> **Aim of the task**
Decide whether each statement below agrees with the blog post on disposable ballpoint pens. Answer yes or no for each, and quote the deciding words of the post exactly. (a) The writer credits the hexagonal pencil with inspiring the design of the Bic ballpoint pen. (b) The writer advises saving a signature as a .jpg file for hard-copy official letters. (c) According to the post, nearly eighty years have passed since László Bíró patented the ball point tip.

> **Document segment**

§

Saturday, 26 March 2016

Design iconoclasm

As well as praising the hexagonal cross-section pencil for being a good thing in itself, I recently wrote that another good thing about it was how it inspired the design of the iconic Bic ballpoint pen.

Having slept on it, I've woken up to the realisation that the disposable plastic biro is not a good thing. It is an abomination which deserves to die.

Think about it. How many billion disposable plastic things do we want to produce?* Even ostensibly small-government-loving governments want to discourage the commercial proliferation of toxic, landfill-hogging, wildlife-destroying, petrochemical-slurping plastic trash with things like plastic bag taxes.

It's not as if we need disposable plastic ballpoints most of the time. Most of the stuff scribbled down in biro is ephemeral: notes to self, meeting notes, course notes, revision notes, shopping lists, messages to phone people back and so on. You could do all this stuff perfectly well with an HB pencil which ends its life as a few wood shavings and a biodegradable stump.

There are a few circumstances when you can't use a pencil - those hard-copy official forms where they ask you to write in black ink and keep your signature inside the box, and it's considered bad form to sign the letter you just printed, or somebody's birth, marriage or death certificate, in pencil.

Then there are cheque books and bank deposit slips (banks are a vector of disposable pen proliferation, now they no longer have a handful of pens chained to up for customers to use in branch, but encourage you to just take the biro equivalent of an Ikea stubby pencil from their endless supply). Oh, and you might want the top copy of an one of those carbon-papered invoices to be inked in but, honestly, how many people use carbon paper these days?

For some of these things, solutions already exist - the registrar can sign off the hatches, matches and despatches with a non-disposable fountain pen or similar (would you really want stuff like that scrawled in biro, anyway?). And if you send out hard-copy official letters, save your signature as a .gif file.

I think I've already established that the majority of disposable biro use can be done away with by just switching to pencils. But what about the small, stubborn residue of hard cases where we want a cheap way of making an indelible mark?

Well, the indelible pencil has already been invented. Maybe we need something better than the existing indelible pencil, but not much better. The cheap disposable biro has always been second-best, anyway. My handwriting is pretty shonky, but if I switch from a biro to a decent fountain, cartridge or fibre-tip pen which dictates a slower, more fluid writing action, it gets better. For a person with neat handwriting the eqivalent change would be from merely neat to beautiful, calligraphy-standard script. 

So the bar for a biro replacement isn't set too high. It's a technical challenge but we've had nearly eighty years of technological innovation and materials science since László Bíró patented the ball point tip, so I reckon there's a clever somebody out there who'd be able to come up with an indelible pencil core that writes no worse than a biro. Maybe micro or nano-scale ink-filled spheres in a suitable matrix or something? After all, it's only needed for a small subset of the things we now use biros for and, in an increasingly digital world, that subset is shrinking all the time.

§

> **Raw data**

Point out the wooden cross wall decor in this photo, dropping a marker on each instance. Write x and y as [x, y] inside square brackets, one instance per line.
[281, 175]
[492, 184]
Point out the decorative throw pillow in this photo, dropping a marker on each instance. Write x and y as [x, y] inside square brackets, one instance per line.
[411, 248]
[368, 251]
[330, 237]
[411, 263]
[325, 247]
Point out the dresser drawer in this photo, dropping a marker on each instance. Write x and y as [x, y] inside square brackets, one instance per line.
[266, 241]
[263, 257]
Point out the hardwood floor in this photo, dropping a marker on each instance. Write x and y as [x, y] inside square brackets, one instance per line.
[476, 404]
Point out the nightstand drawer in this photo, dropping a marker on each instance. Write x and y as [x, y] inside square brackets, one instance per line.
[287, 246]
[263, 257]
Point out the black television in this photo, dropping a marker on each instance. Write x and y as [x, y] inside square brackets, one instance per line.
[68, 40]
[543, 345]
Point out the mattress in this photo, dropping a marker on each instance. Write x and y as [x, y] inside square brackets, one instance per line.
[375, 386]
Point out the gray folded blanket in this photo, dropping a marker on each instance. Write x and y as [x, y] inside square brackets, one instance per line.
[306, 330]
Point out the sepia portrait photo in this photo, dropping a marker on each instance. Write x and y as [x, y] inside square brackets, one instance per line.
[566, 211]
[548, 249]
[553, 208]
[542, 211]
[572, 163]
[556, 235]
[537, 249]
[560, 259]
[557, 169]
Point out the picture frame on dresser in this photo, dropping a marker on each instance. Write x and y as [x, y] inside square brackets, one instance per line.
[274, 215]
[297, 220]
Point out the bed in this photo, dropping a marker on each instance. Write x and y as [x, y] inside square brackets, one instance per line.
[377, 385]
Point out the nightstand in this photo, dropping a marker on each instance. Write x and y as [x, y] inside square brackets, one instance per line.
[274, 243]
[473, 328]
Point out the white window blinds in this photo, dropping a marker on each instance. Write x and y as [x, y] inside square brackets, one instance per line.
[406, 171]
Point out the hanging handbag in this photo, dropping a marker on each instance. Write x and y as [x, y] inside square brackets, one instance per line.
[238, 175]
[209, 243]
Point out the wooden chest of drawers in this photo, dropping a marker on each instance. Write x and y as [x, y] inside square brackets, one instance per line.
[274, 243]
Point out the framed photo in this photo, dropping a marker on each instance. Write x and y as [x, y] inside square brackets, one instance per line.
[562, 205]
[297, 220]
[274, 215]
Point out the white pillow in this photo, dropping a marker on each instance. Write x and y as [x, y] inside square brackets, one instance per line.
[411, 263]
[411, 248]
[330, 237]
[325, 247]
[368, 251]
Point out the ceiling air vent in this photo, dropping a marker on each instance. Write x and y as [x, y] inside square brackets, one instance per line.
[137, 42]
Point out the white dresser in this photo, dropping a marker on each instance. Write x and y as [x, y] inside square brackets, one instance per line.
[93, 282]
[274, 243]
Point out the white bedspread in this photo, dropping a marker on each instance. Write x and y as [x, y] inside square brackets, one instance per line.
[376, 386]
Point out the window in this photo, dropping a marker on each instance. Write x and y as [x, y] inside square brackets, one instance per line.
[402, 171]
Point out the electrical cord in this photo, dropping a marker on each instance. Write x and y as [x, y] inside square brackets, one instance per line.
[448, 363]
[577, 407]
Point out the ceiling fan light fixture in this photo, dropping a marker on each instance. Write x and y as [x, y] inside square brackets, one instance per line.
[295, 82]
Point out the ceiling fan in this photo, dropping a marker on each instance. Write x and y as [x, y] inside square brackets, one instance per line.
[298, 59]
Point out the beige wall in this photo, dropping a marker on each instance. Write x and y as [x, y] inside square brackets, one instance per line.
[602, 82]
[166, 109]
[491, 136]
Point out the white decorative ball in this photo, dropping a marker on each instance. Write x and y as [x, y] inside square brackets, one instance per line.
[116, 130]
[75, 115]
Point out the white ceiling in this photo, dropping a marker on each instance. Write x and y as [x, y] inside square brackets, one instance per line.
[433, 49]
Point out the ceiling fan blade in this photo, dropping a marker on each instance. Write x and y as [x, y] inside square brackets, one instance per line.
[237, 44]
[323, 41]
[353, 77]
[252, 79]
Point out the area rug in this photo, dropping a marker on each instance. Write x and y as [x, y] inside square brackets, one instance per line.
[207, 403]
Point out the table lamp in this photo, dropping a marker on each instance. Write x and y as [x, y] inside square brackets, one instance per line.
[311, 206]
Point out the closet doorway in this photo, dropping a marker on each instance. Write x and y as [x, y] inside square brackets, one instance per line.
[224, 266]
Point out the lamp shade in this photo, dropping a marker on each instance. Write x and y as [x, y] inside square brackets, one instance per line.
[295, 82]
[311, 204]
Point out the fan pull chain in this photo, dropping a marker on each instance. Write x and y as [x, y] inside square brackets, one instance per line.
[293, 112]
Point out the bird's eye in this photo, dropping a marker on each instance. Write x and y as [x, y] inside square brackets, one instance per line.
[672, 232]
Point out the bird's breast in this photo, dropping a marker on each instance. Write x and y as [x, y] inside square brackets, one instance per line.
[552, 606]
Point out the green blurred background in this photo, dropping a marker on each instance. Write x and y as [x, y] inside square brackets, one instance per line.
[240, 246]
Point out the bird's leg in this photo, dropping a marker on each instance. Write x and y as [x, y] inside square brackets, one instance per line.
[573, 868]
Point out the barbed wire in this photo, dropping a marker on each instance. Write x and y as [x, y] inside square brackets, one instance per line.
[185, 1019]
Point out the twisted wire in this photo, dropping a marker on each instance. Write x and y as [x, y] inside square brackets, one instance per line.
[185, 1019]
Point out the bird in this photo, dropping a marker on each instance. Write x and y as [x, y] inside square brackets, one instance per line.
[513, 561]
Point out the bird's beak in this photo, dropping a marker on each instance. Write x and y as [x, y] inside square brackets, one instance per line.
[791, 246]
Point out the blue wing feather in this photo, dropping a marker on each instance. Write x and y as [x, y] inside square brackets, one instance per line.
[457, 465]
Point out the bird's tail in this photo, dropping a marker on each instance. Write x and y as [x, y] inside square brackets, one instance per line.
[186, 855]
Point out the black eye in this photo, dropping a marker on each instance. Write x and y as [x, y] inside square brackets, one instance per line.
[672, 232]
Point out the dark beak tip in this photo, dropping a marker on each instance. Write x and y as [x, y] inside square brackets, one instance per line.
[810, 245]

§

> **Response below**
(a) Yes: "how it inspired the design of the iconic Bic ballpoint pen."
(b) No: "save your signature as a .gif file."
(c) Yes: "we've had nearly eighty years of technological innovation and materials science since László Bíró patented the ball point tip"